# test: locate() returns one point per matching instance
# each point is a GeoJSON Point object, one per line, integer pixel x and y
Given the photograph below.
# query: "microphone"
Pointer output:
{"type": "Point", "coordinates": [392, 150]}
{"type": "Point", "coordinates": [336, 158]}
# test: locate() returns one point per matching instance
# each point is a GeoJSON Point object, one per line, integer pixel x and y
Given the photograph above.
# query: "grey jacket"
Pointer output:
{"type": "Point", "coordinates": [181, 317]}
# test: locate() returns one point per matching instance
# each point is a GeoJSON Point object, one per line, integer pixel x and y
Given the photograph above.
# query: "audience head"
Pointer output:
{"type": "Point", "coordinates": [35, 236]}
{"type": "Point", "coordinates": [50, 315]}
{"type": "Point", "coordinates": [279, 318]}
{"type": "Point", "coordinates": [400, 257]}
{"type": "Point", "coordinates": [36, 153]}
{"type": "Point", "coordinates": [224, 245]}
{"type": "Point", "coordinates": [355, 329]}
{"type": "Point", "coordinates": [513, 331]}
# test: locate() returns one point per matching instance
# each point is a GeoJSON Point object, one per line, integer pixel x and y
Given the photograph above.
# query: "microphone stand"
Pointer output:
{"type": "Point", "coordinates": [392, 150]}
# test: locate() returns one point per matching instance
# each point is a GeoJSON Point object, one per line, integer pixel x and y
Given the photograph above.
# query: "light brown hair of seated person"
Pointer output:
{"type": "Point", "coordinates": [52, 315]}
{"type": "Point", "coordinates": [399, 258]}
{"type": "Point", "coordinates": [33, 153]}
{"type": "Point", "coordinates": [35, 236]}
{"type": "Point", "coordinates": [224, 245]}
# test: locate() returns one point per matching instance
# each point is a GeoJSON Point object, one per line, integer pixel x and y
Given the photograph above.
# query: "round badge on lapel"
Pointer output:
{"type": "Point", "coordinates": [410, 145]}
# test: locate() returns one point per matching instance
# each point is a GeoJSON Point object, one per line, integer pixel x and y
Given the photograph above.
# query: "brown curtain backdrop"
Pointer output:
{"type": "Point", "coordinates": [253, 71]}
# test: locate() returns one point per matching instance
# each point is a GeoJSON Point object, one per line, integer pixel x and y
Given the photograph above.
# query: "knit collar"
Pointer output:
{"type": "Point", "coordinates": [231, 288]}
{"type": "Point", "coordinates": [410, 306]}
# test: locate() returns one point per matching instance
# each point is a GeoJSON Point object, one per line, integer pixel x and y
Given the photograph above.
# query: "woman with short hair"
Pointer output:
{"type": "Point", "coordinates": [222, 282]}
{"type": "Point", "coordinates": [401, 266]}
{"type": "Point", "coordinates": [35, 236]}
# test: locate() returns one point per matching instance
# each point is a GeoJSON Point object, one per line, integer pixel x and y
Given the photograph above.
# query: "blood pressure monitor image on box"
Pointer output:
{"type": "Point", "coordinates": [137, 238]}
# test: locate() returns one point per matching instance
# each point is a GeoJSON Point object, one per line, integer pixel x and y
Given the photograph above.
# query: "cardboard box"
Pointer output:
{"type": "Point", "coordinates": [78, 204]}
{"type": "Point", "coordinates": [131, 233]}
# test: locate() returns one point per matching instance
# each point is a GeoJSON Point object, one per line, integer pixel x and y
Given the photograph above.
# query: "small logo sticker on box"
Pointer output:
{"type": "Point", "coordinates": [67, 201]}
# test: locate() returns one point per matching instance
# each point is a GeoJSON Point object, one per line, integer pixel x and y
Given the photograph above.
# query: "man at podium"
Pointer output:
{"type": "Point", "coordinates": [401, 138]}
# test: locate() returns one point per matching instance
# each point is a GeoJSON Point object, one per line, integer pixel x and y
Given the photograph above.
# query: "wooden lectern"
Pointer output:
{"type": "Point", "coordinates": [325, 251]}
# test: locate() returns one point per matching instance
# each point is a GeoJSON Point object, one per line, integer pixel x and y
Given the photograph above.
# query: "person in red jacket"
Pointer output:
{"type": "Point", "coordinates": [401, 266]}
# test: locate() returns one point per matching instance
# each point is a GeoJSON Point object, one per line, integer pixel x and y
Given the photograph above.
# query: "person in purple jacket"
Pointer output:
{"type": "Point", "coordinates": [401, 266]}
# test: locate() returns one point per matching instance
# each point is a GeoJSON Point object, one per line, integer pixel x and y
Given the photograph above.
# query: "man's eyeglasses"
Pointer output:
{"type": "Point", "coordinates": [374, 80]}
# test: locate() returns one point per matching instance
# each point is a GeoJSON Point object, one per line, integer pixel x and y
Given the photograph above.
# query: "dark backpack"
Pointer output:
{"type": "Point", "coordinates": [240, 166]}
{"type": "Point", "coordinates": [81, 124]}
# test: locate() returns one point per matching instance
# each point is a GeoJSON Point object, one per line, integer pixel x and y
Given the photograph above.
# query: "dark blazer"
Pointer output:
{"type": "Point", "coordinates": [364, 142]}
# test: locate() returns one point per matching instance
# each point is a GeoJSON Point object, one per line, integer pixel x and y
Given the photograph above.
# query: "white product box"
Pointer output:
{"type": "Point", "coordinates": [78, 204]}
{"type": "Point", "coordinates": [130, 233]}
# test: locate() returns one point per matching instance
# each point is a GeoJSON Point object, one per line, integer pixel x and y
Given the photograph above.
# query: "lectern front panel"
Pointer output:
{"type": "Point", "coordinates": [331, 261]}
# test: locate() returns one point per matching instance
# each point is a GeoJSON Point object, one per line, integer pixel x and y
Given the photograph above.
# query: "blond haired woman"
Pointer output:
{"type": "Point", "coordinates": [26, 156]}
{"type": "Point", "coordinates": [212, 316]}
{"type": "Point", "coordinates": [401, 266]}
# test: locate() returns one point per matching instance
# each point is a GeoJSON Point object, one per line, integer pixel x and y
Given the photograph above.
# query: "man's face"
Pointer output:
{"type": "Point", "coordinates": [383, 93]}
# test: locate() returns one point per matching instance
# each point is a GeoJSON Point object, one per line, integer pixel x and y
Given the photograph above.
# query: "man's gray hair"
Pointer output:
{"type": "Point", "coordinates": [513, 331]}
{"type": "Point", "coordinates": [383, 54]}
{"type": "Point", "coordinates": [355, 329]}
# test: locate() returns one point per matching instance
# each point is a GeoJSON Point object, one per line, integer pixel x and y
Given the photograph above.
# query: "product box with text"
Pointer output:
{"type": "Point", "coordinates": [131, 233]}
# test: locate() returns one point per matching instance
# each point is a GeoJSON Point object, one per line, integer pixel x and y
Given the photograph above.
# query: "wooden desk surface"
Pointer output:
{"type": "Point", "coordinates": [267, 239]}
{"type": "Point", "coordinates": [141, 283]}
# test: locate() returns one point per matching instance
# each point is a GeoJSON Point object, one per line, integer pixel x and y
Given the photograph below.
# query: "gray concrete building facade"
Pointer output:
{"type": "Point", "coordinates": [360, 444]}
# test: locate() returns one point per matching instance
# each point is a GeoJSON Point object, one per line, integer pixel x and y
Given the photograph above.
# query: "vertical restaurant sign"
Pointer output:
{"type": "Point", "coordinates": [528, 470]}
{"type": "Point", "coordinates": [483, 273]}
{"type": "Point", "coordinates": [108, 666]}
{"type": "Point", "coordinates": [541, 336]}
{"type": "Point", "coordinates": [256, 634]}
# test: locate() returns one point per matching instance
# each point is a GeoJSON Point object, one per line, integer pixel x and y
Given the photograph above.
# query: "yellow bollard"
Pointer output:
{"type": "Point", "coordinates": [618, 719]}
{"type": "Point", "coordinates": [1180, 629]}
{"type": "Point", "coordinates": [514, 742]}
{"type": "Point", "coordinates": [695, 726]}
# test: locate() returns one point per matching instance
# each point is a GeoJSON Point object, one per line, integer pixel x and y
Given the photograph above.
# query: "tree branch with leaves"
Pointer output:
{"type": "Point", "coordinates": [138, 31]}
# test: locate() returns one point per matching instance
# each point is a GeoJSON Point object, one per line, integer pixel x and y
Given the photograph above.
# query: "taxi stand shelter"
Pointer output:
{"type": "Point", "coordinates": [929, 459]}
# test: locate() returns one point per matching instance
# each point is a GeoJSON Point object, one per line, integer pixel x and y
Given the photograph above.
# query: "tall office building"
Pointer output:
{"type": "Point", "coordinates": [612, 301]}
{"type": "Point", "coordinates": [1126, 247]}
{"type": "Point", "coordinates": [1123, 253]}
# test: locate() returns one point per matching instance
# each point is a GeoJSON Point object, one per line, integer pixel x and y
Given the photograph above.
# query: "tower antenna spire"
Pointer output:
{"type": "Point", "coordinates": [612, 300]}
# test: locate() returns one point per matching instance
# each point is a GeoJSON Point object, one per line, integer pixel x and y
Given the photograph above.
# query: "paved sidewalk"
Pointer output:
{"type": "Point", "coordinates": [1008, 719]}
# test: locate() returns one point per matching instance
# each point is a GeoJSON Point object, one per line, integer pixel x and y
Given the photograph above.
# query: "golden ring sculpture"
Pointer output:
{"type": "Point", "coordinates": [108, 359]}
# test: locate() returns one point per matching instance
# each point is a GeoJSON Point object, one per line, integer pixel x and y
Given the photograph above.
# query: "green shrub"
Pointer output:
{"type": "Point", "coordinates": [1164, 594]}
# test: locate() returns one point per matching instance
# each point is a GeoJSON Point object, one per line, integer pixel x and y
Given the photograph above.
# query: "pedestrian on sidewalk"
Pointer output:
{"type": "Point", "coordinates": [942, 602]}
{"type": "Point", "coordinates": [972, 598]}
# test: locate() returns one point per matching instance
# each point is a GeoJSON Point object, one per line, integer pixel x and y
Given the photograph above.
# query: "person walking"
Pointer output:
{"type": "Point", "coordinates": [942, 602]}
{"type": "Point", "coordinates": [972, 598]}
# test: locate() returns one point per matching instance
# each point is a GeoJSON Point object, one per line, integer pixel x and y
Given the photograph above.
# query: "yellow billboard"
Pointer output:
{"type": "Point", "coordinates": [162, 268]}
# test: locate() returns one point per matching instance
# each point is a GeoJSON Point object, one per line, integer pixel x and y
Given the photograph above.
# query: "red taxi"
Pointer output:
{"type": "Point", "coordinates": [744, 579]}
====
• Problem to work on:
Show every line of the data above that contains the word "wooden", copying each line whole. Case counts.

• The response:
# query: "wooden lectern"
# query: "wooden desk surface"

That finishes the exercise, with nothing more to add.